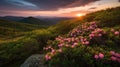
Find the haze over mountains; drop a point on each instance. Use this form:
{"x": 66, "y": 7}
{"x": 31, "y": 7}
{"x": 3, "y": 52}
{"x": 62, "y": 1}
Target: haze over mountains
{"x": 35, "y": 20}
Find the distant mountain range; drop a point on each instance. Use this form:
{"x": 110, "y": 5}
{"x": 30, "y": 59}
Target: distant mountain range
{"x": 35, "y": 20}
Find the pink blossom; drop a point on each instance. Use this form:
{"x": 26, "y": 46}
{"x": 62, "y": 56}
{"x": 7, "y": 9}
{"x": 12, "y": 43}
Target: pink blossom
{"x": 75, "y": 44}
{"x": 96, "y": 56}
{"x": 112, "y": 52}
{"x": 112, "y": 30}
{"x": 67, "y": 45}
{"x": 117, "y": 54}
{"x": 47, "y": 57}
{"x": 91, "y": 35}
{"x": 116, "y": 32}
{"x": 118, "y": 60}
{"x": 99, "y": 34}
{"x": 59, "y": 50}
{"x": 87, "y": 42}
{"x": 113, "y": 58}
{"x": 101, "y": 55}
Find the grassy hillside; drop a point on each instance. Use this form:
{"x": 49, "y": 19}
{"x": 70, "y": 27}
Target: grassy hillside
{"x": 88, "y": 44}
{"x": 32, "y": 39}
{"x": 32, "y": 20}
{"x": 12, "y": 29}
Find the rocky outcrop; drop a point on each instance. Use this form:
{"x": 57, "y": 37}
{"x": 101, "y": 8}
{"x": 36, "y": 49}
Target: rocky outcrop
{"x": 34, "y": 61}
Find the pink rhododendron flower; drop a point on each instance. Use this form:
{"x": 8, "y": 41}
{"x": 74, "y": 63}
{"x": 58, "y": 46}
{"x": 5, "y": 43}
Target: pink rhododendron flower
{"x": 87, "y": 42}
{"x": 112, "y": 52}
{"x": 96, "y": 56}
{"x": 47, "y": 57}
{"x": 116, "y": 32}
{"x": 113, "y": 58}
{"x": 118, "y": 59}
{"x": 59, "y": 50}
{"x": 117, "y": 55}
{"x": 101, "y": 55}
{"x": 99, "y": 35}
{"x": 112, "y": 30}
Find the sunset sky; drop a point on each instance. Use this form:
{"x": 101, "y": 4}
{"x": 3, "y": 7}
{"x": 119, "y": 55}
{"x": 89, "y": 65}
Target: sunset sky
{"x": 65, "y": 8}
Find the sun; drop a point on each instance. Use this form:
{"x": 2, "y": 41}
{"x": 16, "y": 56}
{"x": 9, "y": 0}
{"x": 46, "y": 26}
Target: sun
{"x": 79, "y": 15}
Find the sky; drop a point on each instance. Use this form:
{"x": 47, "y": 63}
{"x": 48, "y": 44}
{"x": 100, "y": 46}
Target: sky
{"x": 59, "y": 8}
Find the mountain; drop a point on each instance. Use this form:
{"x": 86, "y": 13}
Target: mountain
{"x": 32, "y": 20}
{"x": 54, "y": 20}
{"x": 10, "y": 29}
{"x": 12, "y": 18}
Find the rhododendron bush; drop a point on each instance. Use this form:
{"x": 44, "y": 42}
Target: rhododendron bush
{"x": 86, "y": 45}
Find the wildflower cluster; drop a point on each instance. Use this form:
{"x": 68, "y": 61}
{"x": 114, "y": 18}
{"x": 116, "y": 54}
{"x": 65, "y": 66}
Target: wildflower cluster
{"x": 86, "y": 34}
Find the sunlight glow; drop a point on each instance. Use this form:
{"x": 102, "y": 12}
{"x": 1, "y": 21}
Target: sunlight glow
{"x": 79, "y": 15}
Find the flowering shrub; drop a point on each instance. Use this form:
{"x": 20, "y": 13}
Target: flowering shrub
{"x": 86, "y": 45}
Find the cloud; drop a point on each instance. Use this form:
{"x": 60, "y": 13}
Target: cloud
{"x": 22, "y": 3}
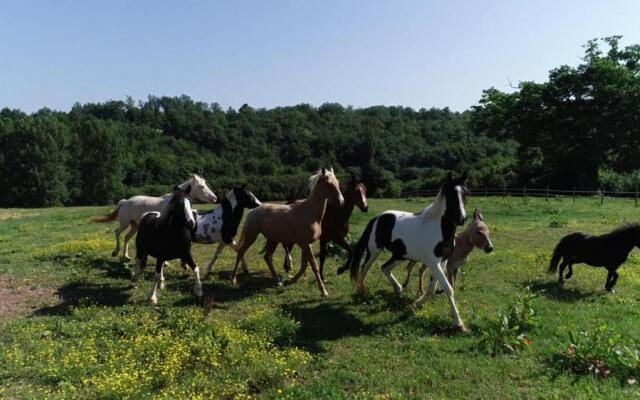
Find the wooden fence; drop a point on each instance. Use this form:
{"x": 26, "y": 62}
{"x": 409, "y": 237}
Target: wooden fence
{"x": 525, "y": 192}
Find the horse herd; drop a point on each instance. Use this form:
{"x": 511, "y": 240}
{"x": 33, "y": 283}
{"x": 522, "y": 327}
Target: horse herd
{"x": 167, "y": 226}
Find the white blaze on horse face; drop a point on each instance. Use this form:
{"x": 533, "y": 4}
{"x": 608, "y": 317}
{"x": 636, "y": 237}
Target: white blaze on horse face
{"x": 231, "y": 196}
{"x": 463, "y": 213}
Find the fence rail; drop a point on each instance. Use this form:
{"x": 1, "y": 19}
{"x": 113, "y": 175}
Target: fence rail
{"x": 524, "y": 192}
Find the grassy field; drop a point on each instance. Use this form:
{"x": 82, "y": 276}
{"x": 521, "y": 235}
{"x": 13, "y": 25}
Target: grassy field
{"x": 73, "y": 326}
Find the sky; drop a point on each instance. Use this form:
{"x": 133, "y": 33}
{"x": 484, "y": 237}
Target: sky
{"x": 273, "y": 53}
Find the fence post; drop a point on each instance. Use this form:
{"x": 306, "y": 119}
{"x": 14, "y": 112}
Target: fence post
{"x": 546, "y": 195}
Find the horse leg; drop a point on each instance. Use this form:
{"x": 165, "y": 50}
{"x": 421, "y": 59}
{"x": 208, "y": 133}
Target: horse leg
{"x": 423, "y": 269}
{"x": 141, "y": 263}
{"x": 153, "y": 294}
{"x": 409, "y": 270}
{"x": 127, "y": 237}
{"x": 315, "y": 269}
{"x": 269, "y": 249}
{"x": 249, "y": 239}
{"x": 287, "y": 260}
{"x": 448, "y": 290}
{"x": 323, "y": 255}
{"x": 369, "y": 260}
{"x": 117, "y": 233}
{"x": 304, "y": 261}
{"x": 197, "y": 286}
{"x": 570, "y": 272}
{"x": 612, "y": 278}
{"x": 342, "y": 242}
{"x": 215, "y": 257}
{"x": 387, "y": 267}
{"x": 560, "y": 271}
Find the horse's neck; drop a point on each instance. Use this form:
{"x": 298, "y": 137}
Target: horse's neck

....................

Directions – Format every line of the rows above as a Markdown table with the columns Index and Text, numbering the lines in order and omitting blank lines. Leave the pictures out of the table.

Exercise solution –
| Index | Text |
|---|---|
| 1 | Find the haze over mountains; drop a point on each instance. Use this form: |
| 2 | {"x": 66, "y": 7} |
| 3 | {"x": 31, "y": 7} |
| 4 | {"x": 3, "y": 52} |
| 5 | {"x": 62, "y": 1} |
| 6 | Target: haze over mountains |
| 7 | {"x": 35, "y": 20} |
| 8 | Find the distant mountain range; drop a point on each instance. Use this form: |
| 9 | {"x": 110, "y": 5} |
| 10 | {"x": 30, "y": 59} |
| 11 | Target: distant mountain range |
| 12 | {"x": 35, "y": 20} |
| 13 | Find the pink blossom; drop a point on each instance. Use this form: |
| 14 | {"x": 26, "y": 46} |
| 15 | {"x": 62, "y": 56} |
| 16 | {"x": 7, "y": 9} |
| 17 | {"x": 12, "y": 43} |
| 18 | Target: pink blossom |
| 19 | {"x": 75, "y": 44} |
| 20 | {"x": 96, "y": 56} |
| 21 | {"x": 112, "y": 52} |
| 22 | {"x": 112, "y": 30} |
| 23 | {"x": 67, "y": 45} |
| 24 | {"x": 117, "y": 54} |
| 25 | {"x": 47, "y": 57} |
| 26 | {"x": 91, "y": 35} |
| 27 | {"x": 116, "y": 32} |
| 28 | {"x": 118, "y": 60} |
| 29 | {"x": 99, "y": 34} |
| 30 | {"x": 59, "y": 50} |
| 31 | {"x": 87, "y": 42} |
| 32 | {"x": 113, "y": 58} |
| 33 | {"x": 101, "y": 55} |
| 34 | Find the grassy hillside; drop a point on each instance. Use this form: |
| 35 | {"x": 49, "y": 19} |
| 36 | {"x": 70, "y": 27} |
| 37 | Target: grassy hillside |
| 38 | {"x": 88, "y": 44} |
| 39 | {"x": 32, "y": 39} |
| 40 | {"x": 32, "y": 20} |
| 41 | {"x": 12, "y": 29} |
| 42 | Find the rocky outcrop; drop a point on each instance. Use this form: |
| 43 | {"x": 57, "y": 37} |
| 44 | {"x": 101, "y": 8} |
| 45 | {"x": 36, "y": 49} |
| 46 | Target: rocky outcrop |
| 47 | {"x": 34, "y": 61} |
| 48 | Find the pink rhododendron flower; drop a point on each instance. Use this form: |
| 49 | {"x": 8, "y": 41} |
| 50 | {"x": 74, "y": 63} |
| 51 | {"x": 58, "y": 46} |
| 52 | {"x": 5, "y": 43} |
| 53 | Target: pink rhododendron flower |
| 54 | {"x": 87, "y": 42} |
| 55 | {"x": 112, "y": 52} |
| 56 | {"x": 96, "y": 56} |
| 57 | {"x": 47, "y": 57} |
| 58 | {"x": 116, "y": 32} |
| 59 | {"x": 113, "y": 58} |
| 60 | {"x": 118, "y": 59} |
| 61 | {"x": 59, "y": 50} |
| 62 | {"x": 117, "y": 55} |
| 63 | {"x": 101, "y": 55} |
| 64 | {"x": 99, "y": 35} |
| 65 | {"x": 112, "y": 30} |
| 66 | Find the sunset sky; drop a point on each instance. Use this form: |
| 67 | {"x": 101, "y": 4} |
| 68 | {"x": 3, "y": 7} |
| 69 | {"x": 119, "y": 55} |
| 70 | {"x": 89, "y": 65} |
| 71 | Target: sunset sky |
| 72 | {"x": 65, "y": 8} |
| 73 | Find the sun; drop a point on each instance. Use this form: |
| 74 | {"x": 2, "y": 41} |
| 75 | {"x": 16, "y": 56} |
| 76 | {"x": 9, "y": 0} |
| 77 | {"x": 46, "y": 26} |
| 78 | Target: sun |
| 79 | {"x": 79, "y": 15} |
| 80 | Find the sky; drop a point on each instance. Use this form: |
| 81 | {"x": 47, "y": 63} |
| 82 | {"x": 48, "y": 44} |
| 83 | {"x": 100, "y": 46} |
| 84 | Target: sky |
| 85 | {"x": 59, "y": 8} |
| 86 | Find the mountain; drop a point on each instance. Use this form: |
| 87 | {"x": 86, "y": 13} |
| 88 | Target: mountain |
| 89 | {"x": 32, "y": 20} |
| 90 | {"x": 54, "y": 20} |
| 91 | {"x": 10, "y": 29} |
| 92 | {"x": 12, "y": 18} |
| 93 | Find the rhododendron bush; drop a point on each instance. Use this form: |
| 94 | {"x": 44, "y": 42} |
| 95 | Target: rhododendron bush |
| 96 | {"x": 86, "y": 45} |
| 97 | Find the wildflower cluster; drop a point on each instance. Use this form: |
| 98 | {"x": 68, "y": 61} |
| 99 | {"x": 114, "y": 18} |
| 100 | {"x": 116, "y": 54} |
| 101 | {"x": 65, "y": 66} |
| 102 | Target: wildflower cluster |
| 103 | {"x": 86, "y": 34} |
| 104 | Find the sunlight glow; drop a point on each instance. Use this form: |
| 105 | {"x": 102, "y": 12} |
| 106 | {"x": 1, "y": 21} |
| 107 | Target: sunlight glow |
| 108 | {"x": 79, "y": 15} |
| 109 | Find the flowering shrub; drop a point on each instance. Use this form: |
| 110 | {"x": 20, "y": 13} |
| 111 | Target: flowering shrub |
| 112 | {"x": 86, "y": 45} |
| 113 | Find the cloud; drop a point on each instance. Use this form: |
| 114 | {"x": 60, "y": 13} |
| 115 | Target: cloud |
| 116 | {"x": 22, "y": 3} |
| 117 | Find the wooden fence; drop a point on each instance. Use this form: |
| 118 | {"x": 26, "y": 62} |
| 119 | {"x": 409, "y": 237} |
| 120 | Target: wooden fence |
| 121 | {"x": 525, "y": 192} |
| 122 | Find the horse herd; drop a point on each instance. Use this form: |
| 123 | {"x": 511, "y": 240} |
| 124 | {"x": 33, "y": 283} |
| 125 | {"x": 522, "y": 327} |
| 126 | Target: horse herd |
| 127 | {"x": 167, "y": 226} |
| 128 | Find the white blaze on horse face; drop a point on each instance. Use this form: |
| 129 | {"x": 533, "y": 4} |
| 130 | {"x": 608, "y": 317} |
| 131 | {"x": 636, "y": 237} |
| 132 | Target: white blaze on horse face |
| 133 | {"x": 231, "y": 196} |
| 134 | {"x": 463, "y": 213} |
| 135 | Find the fence rail; drop a point on each instance. Use this form: |
| 136 | {"x": 1, "y": 19} |
| 137 | {"x": 113, "y": 175} |
| 138 | Target: fence rail |
| 139 | {"x": 524, "y": 192} |
| 140 | Find the grassy field; drop a point on each instance. Use this form: |
| 141 | {"x": 82, "y": 276} |
| 142 | {"x": 521, "y": 235} |
| 143 | {"x": 13, "y": 25} |
| 144 | Target: grassy field |
| 145 | {"x": 73, "y": 326} |
| 146 | Find the sky; drop a point on each instance. Use this form: |
| 147 | {"x": 133, "y": 33} |
| 148 | {"x": 484, "y": 237} |
| 149 | Target: sky |
| 150 | {"x": 273, "y": 53} |
| 151 | Find the fence post; drop a point on each instance. Use this form: |
| 152 | {"x": 306, "y": 119} |
| 153 | {"x": 14, "y": 112} |
| 154 | Target: fence post |
| 155 | {"x": 546, "y": 195} |
| 156 | Find the horse leg; drop a point on each instance. Use this form: |
| 157 | {"x": 165, "y": 50} |
| 158 | {"x": 421, "y": 59} |
| 159 | {"x": 208, "y": 133} |
| 160 | Target: horse leg |
| 161 | {"x": 423, "y": 269} |
| 162 | {"x": 141, "y": 263} |
| 163 | {"x": 153, "y": 294} |
| 164 | {"x": 409, "y": 270} |
| 165 | {"x": 127, "y": 237} |
| 166 | {"x": 315, "y": 269} |
| 167 | {"x": 269, "y": 249} |
| 168 | {"x": 249, "y": 239} |
| 169 | {"x": 287, "y": 260} |
| 170 | {"x": 448, "y": 290} |
| 171 | {"x": 323, "y": 255} |
| 172 | {"x": 369, "y": 260} |
| 173 | {"x": 117, "y": 233} |
| 174 | {"x": 304, "y": 261} |
| 175 | {"x": 197, "y": 286} |
| 176 | {"x": 570, "y": 272} |
| 177 | {"x": 612, "y": 278} |
| 178 | {"x": 342, "y": 242} |
| 179 | {"x": 215, "y": 257} |
| 180 | {"x": 387, "y": 267} |
| 181 | {"x": 560, "y": 271} |
| 182 | Find the horse's neck; drop a point on each instance. Use this form: |
| 183 | {"x": 298, "y": 137} |
| 184 | Target: horse's neck |